── Data to use

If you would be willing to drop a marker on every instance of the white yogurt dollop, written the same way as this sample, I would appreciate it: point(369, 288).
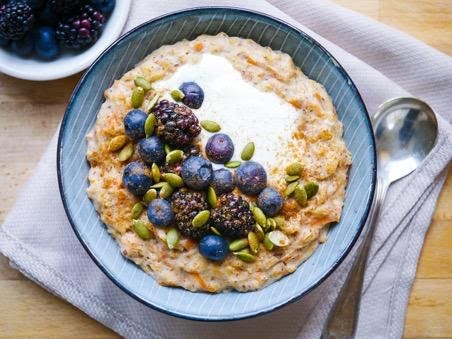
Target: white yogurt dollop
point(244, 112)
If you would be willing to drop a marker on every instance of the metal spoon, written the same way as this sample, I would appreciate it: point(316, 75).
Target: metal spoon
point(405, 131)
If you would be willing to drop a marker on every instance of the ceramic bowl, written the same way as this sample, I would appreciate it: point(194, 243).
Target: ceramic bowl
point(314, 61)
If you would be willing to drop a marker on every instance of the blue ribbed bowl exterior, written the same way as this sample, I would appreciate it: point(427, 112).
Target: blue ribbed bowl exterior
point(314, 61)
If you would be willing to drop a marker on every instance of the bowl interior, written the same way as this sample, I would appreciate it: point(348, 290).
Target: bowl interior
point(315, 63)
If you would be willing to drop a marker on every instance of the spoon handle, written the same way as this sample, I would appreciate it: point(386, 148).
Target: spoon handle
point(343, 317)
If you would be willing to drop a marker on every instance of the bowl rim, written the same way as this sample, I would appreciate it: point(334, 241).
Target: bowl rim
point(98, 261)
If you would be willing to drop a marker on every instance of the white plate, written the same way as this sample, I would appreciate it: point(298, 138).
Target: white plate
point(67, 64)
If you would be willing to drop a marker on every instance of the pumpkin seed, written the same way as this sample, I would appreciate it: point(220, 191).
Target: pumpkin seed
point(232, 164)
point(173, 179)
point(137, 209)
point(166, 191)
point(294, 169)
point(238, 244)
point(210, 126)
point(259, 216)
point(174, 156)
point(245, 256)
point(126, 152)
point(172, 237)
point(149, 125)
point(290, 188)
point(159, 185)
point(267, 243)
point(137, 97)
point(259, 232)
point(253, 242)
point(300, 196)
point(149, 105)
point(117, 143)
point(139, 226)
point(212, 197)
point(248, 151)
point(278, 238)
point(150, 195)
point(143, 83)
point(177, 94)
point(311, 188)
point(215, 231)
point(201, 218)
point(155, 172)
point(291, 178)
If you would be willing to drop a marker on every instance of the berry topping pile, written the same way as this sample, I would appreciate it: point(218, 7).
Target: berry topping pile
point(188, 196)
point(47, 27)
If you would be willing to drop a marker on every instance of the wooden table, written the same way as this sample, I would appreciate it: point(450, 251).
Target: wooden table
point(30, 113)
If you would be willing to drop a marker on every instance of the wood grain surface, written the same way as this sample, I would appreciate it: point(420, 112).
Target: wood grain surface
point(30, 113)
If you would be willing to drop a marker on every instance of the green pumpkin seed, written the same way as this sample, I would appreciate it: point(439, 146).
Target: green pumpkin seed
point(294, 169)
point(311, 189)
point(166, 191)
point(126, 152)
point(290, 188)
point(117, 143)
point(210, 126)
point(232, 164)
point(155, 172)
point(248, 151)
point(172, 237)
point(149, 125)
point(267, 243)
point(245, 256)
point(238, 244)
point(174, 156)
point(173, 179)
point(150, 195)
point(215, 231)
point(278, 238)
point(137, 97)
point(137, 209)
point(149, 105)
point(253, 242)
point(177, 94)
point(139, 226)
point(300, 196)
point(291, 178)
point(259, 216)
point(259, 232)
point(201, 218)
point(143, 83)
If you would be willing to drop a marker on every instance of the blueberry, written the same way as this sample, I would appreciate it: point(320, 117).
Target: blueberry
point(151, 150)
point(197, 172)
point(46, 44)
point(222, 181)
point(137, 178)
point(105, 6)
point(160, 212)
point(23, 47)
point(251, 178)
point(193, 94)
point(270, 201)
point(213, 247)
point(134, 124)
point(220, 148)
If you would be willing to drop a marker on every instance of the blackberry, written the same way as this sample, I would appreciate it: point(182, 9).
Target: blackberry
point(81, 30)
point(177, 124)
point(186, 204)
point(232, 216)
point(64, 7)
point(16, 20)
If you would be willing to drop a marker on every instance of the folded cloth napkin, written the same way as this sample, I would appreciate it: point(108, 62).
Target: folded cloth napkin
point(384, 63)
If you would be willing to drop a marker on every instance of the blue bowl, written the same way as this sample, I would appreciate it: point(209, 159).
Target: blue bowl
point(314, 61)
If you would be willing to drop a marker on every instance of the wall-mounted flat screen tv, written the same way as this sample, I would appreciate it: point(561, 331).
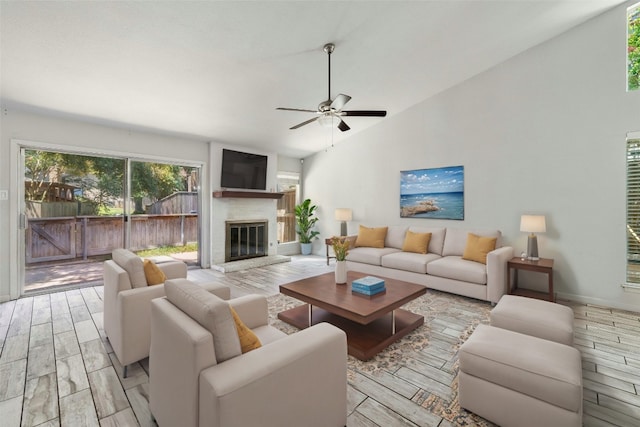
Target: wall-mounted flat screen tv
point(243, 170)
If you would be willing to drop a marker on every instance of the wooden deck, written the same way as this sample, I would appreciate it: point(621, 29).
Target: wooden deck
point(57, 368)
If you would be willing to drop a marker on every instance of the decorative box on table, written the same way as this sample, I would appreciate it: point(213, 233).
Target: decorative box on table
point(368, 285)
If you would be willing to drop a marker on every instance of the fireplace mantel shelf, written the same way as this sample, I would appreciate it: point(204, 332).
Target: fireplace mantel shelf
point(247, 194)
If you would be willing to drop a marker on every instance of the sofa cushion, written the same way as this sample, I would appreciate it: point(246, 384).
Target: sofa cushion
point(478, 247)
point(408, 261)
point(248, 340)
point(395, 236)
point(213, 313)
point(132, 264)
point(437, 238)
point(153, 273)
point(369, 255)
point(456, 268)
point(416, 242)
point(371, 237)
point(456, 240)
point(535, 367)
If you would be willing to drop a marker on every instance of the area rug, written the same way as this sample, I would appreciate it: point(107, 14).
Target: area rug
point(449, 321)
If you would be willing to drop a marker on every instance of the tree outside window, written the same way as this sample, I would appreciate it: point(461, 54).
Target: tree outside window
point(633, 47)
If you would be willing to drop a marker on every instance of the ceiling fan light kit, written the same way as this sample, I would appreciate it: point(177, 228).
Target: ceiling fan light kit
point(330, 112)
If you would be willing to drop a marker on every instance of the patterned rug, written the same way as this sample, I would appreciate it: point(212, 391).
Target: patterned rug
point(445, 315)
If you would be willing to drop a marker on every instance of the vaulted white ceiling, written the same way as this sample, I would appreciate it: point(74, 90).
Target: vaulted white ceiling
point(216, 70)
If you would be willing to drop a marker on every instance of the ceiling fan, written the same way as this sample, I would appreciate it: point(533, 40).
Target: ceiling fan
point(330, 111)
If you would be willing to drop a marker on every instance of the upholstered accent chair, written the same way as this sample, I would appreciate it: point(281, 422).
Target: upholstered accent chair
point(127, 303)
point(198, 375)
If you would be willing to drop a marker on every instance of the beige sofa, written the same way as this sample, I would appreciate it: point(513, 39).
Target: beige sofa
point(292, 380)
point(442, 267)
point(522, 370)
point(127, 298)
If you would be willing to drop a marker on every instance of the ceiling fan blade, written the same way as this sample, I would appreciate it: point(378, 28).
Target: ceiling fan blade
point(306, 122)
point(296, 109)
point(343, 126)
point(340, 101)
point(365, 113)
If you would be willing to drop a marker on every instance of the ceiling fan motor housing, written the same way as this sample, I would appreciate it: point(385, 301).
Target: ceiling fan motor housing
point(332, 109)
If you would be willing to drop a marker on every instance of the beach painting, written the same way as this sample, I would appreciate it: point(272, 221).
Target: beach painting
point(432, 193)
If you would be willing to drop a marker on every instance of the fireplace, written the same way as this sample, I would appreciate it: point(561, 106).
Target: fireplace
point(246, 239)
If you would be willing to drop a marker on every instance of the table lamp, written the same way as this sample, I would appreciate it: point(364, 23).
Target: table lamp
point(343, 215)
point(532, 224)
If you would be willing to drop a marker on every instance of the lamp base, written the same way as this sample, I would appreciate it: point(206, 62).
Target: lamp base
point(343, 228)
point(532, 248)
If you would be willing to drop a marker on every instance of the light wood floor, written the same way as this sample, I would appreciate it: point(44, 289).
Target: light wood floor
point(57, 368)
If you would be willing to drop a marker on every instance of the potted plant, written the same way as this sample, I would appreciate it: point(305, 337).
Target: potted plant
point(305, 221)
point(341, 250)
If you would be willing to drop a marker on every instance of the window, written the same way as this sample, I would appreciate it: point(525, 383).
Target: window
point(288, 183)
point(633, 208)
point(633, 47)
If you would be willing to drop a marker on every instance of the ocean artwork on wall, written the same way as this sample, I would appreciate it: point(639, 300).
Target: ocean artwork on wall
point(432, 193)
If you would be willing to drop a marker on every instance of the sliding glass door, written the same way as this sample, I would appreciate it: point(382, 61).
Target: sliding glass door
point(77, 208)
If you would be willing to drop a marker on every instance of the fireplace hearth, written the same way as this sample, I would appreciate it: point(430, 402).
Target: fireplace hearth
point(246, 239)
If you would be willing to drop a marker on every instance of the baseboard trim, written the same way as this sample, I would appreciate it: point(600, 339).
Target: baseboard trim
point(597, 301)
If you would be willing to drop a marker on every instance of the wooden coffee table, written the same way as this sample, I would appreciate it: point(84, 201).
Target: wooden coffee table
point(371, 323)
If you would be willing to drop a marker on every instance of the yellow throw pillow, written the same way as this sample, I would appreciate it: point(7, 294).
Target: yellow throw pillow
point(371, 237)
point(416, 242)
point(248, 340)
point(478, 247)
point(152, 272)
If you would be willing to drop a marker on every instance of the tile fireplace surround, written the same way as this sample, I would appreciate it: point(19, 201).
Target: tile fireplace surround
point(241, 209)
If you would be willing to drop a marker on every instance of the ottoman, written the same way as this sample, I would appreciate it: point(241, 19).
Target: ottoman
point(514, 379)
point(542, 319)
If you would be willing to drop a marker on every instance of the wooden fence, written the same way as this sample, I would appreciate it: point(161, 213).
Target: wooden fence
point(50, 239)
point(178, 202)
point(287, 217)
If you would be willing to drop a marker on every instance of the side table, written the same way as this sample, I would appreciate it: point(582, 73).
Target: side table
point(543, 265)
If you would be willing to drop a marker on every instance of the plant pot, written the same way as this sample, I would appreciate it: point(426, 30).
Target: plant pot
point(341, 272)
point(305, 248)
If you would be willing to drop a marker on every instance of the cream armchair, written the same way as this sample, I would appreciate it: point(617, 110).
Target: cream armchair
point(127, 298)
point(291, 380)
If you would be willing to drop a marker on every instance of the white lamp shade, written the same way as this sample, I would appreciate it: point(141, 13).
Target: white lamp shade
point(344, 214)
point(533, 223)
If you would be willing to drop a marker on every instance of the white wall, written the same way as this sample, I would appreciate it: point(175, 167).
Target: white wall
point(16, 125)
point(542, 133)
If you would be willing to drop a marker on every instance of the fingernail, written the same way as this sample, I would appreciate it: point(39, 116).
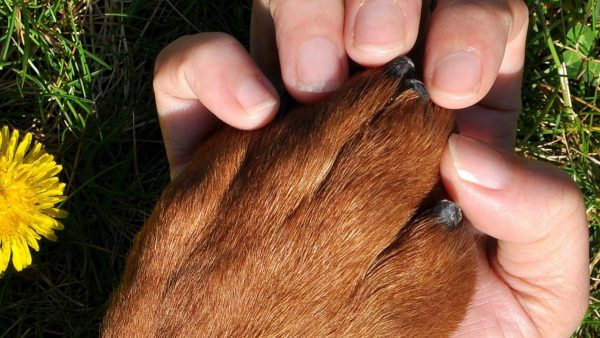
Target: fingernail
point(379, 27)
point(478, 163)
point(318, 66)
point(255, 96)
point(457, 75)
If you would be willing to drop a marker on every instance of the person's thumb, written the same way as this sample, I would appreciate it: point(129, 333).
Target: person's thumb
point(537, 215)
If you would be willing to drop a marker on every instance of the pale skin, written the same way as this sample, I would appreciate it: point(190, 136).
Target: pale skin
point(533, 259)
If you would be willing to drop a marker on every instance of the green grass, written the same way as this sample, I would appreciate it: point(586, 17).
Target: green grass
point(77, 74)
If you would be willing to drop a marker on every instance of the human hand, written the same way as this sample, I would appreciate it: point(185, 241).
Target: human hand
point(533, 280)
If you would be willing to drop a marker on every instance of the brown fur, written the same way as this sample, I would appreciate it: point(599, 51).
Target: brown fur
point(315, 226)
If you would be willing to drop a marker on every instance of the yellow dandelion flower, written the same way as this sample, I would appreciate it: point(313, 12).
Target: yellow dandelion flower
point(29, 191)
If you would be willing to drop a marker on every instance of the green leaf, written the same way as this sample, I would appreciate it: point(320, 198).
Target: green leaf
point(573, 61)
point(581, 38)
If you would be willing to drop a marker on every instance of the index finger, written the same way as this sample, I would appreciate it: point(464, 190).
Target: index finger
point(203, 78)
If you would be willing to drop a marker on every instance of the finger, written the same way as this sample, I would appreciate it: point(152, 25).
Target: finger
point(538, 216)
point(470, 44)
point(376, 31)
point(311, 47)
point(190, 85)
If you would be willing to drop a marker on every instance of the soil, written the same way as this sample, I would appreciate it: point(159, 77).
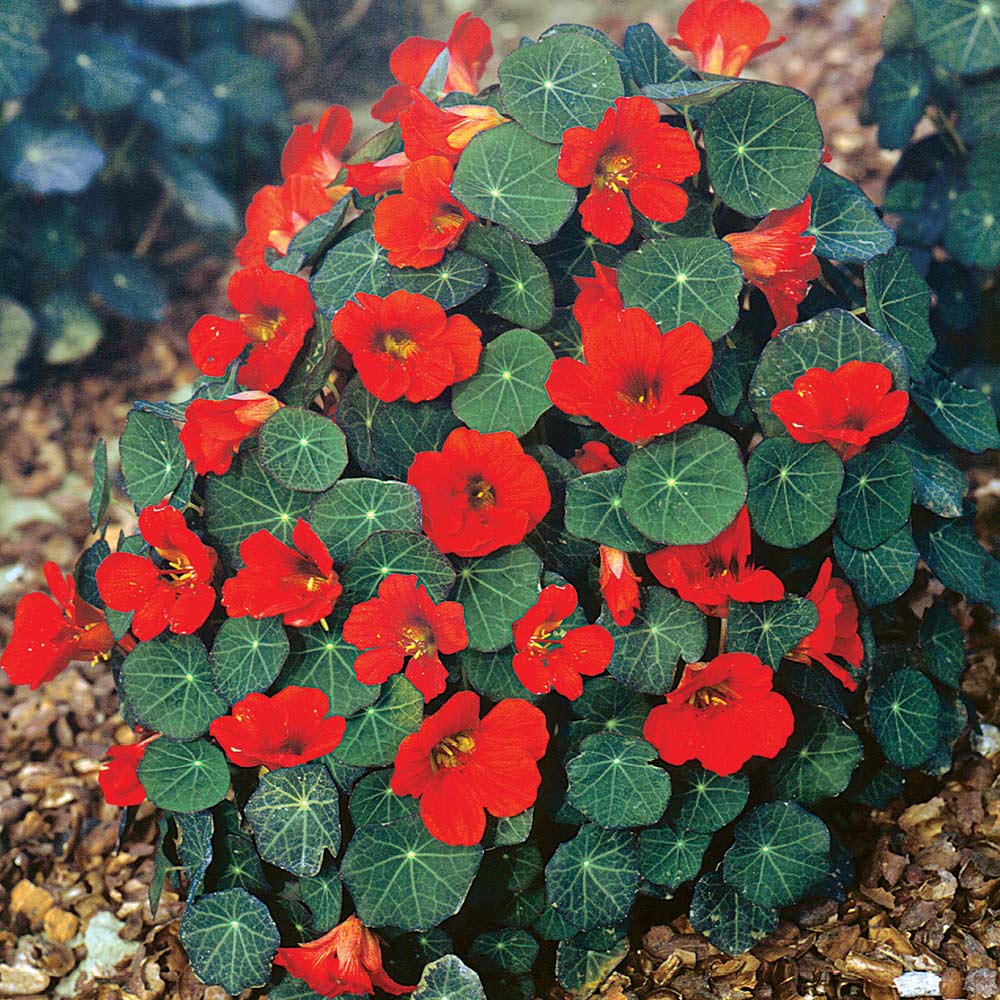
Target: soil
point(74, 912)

────

Exercise objective:
When you reach the line containing "it: point(461, 54)." in the data above, start copying exactly, and stop after the line containing "it: point(513, 39).".

Output:
If you would be willing to drop a marker on every instance of the tree outside window, written the same way as this sample, I would appreciate it: point(461, 54).
Target: tree outside window
point(633, 47)
If you would be willing to drop a marker on every instance of the ceiling fan light kit, written the same way as this sample, I would appreciate it: point(177, 228).
Target: ceiling fan light kit
point(330, 112)
If you would be willing to drop a marker on every instance of the patterned rug, written the same way as this sample, I would appreciate it: point(212, 391).
Target: patterned rug
point(445, 315)
If you would be willing to drop a marker on every instance of the vaulted white ceiling, written the same way as this sample, I would appreciate it: point(74, 90).
Target: vaulted white ceiling
point(216, 70)
If you would be willing to drop a marker on every instance of the ceiling fan, written the same way as this sample, I would appreciate it: point(533, 40).
Target: ceiling fan
point(330, 111)
If you would be willing to drop a marker on every instance of the upholstered accent chair, written the same way as this sample, I would appreciate it: point(281, 422).
Target: upholstered accent chair
point(127, 303)
point(198, 375)
If you would be willing to drop a marker on every instance of the beige sofa, written the same way as this sample, I would appreciate it: point(513, 39).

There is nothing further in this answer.